WHAT THE EXERCISE ASKS: Please update the rows starting at the line containing "the weathered wooden" and ending at the line containing "pixel 319 582" by changing "thickest part" to "widest part" and leaving the rest unchanged. Return only those lines.

EXTRACTED DATA:
========

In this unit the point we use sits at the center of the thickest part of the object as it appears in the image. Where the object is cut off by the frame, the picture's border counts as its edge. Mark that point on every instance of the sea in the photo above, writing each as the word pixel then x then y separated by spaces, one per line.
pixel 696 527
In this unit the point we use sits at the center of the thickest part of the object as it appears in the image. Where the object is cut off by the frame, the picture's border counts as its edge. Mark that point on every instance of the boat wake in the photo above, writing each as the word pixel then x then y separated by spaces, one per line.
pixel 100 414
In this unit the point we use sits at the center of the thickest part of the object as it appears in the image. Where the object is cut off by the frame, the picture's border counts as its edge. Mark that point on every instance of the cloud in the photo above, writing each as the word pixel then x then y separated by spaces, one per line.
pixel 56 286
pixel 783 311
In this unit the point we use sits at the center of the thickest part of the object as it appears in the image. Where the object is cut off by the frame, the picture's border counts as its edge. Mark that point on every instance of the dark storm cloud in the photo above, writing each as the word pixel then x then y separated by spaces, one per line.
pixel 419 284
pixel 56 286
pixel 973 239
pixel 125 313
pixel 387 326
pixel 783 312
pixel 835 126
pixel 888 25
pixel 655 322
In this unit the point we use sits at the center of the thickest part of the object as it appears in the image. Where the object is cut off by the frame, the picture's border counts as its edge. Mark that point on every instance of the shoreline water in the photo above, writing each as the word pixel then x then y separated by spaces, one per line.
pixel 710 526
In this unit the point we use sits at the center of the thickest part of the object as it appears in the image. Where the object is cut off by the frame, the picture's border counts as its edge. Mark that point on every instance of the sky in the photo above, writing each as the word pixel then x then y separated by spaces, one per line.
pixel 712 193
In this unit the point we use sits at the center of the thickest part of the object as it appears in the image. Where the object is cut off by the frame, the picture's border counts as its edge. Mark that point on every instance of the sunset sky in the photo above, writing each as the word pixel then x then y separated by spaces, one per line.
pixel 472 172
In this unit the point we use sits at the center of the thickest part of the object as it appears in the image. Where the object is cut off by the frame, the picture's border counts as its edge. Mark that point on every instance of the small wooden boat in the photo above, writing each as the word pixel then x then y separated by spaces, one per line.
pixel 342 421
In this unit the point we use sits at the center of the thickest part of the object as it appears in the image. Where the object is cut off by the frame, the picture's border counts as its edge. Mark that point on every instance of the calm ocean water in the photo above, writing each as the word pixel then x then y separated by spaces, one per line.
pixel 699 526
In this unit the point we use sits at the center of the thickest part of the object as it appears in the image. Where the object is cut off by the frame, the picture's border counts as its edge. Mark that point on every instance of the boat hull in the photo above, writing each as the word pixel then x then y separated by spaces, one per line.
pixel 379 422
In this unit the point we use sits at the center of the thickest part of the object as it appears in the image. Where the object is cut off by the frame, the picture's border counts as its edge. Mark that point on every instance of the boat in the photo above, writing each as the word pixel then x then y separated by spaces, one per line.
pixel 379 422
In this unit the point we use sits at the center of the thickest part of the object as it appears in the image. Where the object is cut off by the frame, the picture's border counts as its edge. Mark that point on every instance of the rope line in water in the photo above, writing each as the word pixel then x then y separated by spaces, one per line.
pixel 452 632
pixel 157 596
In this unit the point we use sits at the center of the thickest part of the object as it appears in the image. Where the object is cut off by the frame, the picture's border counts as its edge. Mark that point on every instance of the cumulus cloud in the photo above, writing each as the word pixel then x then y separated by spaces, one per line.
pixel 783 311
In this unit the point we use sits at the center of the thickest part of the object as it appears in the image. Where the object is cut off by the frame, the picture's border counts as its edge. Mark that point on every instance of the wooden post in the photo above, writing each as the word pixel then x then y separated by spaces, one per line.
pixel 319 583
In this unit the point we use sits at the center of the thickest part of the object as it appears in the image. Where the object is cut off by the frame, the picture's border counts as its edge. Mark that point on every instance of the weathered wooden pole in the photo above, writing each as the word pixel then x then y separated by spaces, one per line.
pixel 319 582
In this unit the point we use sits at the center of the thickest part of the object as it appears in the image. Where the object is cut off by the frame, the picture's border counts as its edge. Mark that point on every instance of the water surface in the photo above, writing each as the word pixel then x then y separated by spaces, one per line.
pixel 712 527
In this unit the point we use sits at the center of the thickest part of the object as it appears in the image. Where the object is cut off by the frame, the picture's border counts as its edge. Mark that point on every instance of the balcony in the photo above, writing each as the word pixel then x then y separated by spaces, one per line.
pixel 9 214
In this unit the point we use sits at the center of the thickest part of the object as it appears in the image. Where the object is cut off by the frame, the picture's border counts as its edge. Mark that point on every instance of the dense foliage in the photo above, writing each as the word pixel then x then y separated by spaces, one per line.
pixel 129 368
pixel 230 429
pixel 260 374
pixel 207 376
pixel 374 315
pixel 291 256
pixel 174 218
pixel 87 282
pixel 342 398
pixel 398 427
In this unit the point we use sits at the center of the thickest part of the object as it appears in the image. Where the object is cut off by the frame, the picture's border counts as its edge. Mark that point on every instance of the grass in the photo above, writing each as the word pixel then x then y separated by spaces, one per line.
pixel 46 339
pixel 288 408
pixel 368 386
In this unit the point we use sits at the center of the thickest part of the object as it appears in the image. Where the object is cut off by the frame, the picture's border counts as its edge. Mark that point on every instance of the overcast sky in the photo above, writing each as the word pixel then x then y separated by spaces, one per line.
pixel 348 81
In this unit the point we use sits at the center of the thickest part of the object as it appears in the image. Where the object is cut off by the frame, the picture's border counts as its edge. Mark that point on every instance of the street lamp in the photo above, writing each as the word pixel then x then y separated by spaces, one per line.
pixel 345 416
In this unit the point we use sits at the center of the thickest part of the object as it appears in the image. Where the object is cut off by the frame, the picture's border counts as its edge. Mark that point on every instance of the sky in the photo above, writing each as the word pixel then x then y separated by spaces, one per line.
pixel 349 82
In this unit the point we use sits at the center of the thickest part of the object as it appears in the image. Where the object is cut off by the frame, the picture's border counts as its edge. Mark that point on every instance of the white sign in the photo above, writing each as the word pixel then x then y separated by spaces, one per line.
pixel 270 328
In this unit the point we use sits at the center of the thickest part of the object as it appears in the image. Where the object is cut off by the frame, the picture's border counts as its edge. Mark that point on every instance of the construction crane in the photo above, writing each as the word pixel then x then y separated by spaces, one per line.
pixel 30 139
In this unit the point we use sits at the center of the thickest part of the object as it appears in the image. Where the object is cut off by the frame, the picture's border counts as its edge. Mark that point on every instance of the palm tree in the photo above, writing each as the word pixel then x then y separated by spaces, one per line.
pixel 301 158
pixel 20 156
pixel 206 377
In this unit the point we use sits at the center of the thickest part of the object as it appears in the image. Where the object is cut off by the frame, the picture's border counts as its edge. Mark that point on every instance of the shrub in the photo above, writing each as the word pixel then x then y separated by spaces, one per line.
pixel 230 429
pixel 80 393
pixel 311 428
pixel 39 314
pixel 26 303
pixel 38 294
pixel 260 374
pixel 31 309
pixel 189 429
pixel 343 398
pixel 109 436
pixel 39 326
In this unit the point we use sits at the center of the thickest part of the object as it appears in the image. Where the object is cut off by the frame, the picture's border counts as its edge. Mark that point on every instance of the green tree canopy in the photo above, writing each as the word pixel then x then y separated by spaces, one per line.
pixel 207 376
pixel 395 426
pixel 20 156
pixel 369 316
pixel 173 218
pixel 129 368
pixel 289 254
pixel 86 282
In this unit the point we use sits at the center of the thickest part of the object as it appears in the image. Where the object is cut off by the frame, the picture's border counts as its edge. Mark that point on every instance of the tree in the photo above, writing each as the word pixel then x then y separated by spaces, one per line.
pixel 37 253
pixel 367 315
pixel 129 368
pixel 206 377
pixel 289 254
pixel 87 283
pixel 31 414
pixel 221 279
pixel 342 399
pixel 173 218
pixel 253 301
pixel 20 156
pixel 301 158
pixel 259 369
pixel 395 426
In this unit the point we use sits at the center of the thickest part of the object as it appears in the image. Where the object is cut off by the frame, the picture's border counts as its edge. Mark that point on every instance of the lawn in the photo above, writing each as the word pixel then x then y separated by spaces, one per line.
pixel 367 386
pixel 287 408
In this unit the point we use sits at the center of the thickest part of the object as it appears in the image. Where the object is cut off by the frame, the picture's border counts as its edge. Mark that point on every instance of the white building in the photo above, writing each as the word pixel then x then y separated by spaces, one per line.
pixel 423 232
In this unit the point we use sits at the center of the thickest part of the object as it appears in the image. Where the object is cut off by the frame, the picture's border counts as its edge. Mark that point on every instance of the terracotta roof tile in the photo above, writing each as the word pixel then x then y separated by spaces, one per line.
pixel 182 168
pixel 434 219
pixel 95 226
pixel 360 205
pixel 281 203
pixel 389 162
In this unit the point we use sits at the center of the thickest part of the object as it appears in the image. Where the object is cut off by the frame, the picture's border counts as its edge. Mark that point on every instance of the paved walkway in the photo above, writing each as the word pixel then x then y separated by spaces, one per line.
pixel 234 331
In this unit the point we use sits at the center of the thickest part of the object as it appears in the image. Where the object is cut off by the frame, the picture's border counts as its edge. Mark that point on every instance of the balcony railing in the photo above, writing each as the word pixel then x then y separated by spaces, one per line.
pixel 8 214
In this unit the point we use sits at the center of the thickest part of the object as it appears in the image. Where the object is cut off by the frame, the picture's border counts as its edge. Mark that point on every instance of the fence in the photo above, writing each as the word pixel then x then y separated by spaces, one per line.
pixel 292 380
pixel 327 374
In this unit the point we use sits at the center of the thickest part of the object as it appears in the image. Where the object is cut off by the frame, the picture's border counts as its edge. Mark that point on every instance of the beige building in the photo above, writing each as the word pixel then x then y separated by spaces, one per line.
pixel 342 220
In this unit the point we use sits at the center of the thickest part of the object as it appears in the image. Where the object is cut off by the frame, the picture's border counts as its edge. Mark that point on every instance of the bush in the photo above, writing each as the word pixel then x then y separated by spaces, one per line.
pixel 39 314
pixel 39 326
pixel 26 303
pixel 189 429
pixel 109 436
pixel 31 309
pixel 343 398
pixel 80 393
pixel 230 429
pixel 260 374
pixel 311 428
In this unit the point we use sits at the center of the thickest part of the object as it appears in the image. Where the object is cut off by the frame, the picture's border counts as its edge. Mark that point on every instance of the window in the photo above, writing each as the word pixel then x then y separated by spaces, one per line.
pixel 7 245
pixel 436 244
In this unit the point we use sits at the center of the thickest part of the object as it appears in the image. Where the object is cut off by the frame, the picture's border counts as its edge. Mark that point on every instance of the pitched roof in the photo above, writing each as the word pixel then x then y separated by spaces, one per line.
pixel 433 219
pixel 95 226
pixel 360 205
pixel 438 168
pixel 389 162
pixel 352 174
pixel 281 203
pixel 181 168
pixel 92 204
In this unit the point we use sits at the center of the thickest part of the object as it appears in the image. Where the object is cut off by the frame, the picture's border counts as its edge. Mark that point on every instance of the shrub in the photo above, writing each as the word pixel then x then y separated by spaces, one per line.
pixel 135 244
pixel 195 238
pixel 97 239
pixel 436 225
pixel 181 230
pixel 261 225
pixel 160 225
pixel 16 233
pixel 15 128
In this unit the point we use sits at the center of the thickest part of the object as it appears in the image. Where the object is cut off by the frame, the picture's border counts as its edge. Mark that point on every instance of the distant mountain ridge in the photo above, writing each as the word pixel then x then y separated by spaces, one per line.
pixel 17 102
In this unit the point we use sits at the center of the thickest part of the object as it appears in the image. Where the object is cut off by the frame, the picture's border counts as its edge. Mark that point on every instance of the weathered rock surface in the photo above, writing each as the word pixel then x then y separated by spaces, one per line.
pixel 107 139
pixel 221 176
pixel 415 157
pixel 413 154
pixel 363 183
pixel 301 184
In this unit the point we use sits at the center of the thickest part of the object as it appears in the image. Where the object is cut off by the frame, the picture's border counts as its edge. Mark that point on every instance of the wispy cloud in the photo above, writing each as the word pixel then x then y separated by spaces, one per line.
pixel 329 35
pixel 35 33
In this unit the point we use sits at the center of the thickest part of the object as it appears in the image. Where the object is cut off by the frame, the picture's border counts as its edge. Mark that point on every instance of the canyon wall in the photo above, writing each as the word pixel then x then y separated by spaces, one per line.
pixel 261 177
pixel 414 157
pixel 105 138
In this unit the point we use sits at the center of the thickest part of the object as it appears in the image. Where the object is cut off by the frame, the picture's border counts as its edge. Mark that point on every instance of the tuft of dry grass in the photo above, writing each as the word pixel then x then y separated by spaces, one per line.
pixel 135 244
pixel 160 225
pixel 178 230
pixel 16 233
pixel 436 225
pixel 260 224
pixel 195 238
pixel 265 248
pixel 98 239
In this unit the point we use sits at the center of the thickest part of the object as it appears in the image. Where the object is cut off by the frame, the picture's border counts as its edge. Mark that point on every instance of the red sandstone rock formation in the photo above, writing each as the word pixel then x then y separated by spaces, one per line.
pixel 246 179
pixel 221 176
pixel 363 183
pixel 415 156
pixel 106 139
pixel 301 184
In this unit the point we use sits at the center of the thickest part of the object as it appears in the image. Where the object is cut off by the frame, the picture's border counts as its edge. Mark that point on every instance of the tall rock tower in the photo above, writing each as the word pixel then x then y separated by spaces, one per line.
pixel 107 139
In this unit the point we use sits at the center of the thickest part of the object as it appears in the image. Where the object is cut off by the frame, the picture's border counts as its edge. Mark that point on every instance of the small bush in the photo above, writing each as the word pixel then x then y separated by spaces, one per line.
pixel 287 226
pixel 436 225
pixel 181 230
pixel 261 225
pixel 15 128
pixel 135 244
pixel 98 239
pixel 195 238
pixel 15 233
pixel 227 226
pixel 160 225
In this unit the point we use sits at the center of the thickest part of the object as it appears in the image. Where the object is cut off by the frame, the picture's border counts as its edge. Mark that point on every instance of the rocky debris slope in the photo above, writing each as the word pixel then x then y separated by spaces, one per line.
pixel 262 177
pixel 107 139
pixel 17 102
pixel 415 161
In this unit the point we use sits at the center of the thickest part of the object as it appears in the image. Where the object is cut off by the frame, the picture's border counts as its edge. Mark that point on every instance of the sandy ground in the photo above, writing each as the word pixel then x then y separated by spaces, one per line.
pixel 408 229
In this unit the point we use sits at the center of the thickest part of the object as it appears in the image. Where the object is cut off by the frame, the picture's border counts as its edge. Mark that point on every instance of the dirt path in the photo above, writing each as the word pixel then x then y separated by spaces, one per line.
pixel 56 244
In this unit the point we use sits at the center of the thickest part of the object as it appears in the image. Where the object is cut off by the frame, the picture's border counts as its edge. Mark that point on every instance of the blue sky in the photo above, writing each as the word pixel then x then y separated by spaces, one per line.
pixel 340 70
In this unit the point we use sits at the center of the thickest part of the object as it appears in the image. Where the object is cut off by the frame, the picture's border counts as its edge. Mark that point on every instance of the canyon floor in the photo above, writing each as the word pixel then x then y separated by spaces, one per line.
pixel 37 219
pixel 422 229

========

EXERCISE OUTPUT:
In this unit the point we use sits at the center of the widest part of the object as it appears in the image. Where the object is cut off by the frame, the picture's border counts as its edge. Mark that point on every instance of the weathered wooden pole in the photo above, writing each as the word pixel then x then y separated by spaces, one per line.
pixel 319 582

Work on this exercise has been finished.